Rewrite the lines from the one containing "target | cheeseburger" through the one containing "<point>385,415</point>", renaming "sample" to "hint" and changing nothing else.

Dataset excerpt:
========================================================================
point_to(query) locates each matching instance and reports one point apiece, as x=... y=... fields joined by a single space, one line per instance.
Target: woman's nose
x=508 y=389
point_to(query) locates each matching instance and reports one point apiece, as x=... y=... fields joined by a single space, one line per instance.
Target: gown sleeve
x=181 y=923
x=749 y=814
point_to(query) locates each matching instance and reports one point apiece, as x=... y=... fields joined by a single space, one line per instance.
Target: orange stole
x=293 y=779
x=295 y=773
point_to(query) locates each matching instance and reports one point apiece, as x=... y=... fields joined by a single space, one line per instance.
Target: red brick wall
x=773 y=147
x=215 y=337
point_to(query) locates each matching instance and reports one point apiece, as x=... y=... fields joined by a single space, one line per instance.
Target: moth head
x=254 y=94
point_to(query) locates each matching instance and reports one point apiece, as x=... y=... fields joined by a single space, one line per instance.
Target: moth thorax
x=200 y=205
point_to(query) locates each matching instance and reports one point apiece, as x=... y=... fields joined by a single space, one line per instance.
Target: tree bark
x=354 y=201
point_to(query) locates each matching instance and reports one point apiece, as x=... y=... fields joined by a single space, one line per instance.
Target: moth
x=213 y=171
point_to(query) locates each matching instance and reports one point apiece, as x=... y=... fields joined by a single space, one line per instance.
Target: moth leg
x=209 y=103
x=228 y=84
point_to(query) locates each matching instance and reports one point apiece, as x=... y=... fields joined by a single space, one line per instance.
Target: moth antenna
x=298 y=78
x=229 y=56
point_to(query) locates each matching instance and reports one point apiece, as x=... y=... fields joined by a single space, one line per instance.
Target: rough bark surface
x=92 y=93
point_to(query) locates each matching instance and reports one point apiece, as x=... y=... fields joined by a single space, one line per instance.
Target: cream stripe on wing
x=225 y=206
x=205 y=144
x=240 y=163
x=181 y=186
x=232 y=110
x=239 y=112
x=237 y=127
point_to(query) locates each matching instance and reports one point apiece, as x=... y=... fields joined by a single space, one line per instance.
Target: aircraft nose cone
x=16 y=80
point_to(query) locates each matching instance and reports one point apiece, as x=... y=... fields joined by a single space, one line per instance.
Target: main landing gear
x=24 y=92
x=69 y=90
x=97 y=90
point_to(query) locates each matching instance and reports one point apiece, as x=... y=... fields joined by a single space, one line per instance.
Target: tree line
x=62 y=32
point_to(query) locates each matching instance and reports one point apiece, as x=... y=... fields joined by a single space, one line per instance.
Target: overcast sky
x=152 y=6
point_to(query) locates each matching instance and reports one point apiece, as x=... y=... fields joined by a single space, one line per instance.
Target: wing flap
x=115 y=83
========================================================================
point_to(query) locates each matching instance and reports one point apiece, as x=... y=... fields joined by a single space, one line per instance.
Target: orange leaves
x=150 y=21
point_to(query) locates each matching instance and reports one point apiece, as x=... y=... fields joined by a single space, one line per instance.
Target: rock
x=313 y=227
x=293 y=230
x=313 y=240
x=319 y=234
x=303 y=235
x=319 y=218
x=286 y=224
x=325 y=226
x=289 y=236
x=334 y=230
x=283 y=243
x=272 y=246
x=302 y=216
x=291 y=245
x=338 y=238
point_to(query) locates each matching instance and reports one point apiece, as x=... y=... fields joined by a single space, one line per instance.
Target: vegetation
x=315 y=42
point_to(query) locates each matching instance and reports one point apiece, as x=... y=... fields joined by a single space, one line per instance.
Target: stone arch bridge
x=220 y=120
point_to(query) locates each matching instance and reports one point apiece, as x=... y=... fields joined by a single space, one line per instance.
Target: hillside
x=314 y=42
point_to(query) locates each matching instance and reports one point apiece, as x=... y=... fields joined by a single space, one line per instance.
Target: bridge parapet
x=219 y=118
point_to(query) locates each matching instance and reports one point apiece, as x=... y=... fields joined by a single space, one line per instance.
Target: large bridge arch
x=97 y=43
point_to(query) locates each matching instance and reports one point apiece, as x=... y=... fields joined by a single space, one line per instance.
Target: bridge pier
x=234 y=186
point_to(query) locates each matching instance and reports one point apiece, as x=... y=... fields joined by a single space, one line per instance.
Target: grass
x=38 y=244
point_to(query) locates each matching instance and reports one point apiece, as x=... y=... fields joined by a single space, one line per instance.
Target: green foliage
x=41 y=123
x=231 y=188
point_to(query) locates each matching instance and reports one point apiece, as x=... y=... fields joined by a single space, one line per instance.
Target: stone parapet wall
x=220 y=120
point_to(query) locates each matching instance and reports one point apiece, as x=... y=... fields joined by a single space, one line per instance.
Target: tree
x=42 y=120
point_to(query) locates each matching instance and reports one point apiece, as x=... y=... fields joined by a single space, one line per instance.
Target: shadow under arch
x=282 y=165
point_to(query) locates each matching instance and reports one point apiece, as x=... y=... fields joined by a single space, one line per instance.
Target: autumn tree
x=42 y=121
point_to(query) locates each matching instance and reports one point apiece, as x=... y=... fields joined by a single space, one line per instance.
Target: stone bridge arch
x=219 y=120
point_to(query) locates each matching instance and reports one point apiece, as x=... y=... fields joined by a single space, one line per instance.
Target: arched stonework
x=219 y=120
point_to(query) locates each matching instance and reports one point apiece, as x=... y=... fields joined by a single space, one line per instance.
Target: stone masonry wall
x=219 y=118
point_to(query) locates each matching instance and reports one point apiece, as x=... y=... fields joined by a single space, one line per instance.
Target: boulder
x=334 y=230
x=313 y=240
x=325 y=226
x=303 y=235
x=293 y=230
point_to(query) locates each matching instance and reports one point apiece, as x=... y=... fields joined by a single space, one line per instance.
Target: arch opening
========================================================================
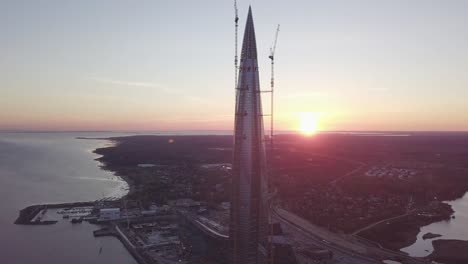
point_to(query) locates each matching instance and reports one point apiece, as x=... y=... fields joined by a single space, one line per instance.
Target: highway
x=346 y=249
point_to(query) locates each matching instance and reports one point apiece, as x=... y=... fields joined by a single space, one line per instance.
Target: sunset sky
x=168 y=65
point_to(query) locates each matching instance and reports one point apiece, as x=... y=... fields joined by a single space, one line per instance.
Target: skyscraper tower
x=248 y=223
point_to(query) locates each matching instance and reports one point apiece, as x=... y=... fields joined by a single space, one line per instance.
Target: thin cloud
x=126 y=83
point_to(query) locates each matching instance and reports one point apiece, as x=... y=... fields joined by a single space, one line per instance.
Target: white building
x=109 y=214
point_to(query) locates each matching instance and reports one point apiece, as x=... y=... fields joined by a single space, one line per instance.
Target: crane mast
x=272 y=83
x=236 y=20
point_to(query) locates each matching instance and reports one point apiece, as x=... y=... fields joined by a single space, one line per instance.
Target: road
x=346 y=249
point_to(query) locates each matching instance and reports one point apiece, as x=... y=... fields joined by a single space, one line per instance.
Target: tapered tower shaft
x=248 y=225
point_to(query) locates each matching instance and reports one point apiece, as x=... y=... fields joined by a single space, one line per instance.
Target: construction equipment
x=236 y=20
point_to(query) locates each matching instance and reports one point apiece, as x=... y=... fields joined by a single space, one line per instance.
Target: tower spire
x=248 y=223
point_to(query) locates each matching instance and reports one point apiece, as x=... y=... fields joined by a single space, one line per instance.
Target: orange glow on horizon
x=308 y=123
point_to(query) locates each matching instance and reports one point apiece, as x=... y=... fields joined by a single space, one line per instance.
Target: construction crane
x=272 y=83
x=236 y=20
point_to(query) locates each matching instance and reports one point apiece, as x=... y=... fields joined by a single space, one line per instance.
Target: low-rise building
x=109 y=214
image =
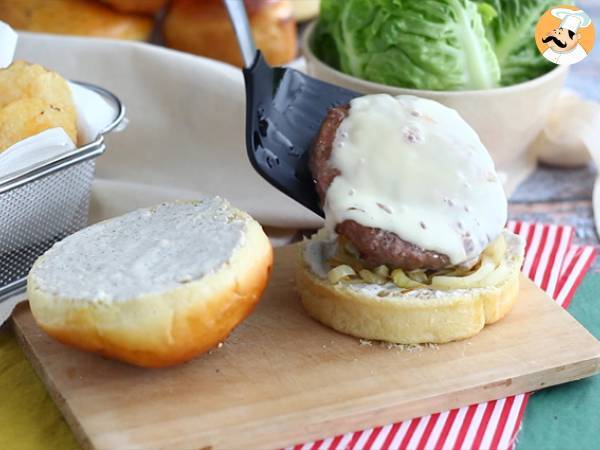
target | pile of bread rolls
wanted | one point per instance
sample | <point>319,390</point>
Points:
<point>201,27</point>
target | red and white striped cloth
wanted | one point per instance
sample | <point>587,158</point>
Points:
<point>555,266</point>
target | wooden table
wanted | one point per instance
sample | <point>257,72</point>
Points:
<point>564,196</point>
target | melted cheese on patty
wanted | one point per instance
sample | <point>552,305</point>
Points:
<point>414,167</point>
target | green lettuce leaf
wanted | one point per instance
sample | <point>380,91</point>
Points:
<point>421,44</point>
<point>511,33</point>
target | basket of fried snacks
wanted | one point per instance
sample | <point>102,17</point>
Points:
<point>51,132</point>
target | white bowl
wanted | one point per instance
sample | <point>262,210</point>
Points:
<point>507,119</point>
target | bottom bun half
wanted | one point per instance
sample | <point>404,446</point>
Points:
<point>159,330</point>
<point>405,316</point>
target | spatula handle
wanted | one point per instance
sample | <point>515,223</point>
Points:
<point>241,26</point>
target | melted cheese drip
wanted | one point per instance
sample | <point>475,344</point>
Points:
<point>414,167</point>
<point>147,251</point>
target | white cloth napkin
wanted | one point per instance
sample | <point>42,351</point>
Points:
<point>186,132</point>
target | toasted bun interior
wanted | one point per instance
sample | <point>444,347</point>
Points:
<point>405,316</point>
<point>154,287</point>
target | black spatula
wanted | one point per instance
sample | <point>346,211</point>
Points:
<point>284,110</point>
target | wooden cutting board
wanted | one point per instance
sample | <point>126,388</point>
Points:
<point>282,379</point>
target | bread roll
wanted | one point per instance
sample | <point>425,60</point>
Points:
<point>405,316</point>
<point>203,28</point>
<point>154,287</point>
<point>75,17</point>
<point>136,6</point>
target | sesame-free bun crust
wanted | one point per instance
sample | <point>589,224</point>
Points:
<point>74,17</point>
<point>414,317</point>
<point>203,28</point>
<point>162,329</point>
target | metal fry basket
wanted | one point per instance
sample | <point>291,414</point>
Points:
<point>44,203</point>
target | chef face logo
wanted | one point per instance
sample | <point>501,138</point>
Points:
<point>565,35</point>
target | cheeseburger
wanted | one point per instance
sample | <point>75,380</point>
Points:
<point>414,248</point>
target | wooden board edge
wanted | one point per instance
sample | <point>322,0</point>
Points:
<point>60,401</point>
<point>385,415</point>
========================================================================
> _Reply_
target | cheeseburger
wanted | one point per instance
hint | <point>75,380</point>
Points:
<point>414,248</point>
target | wooden board edge
wanted | one point per instance
hint | <point>322,0</point>
Points:
<point>60,401</point>
<point>385,415</point>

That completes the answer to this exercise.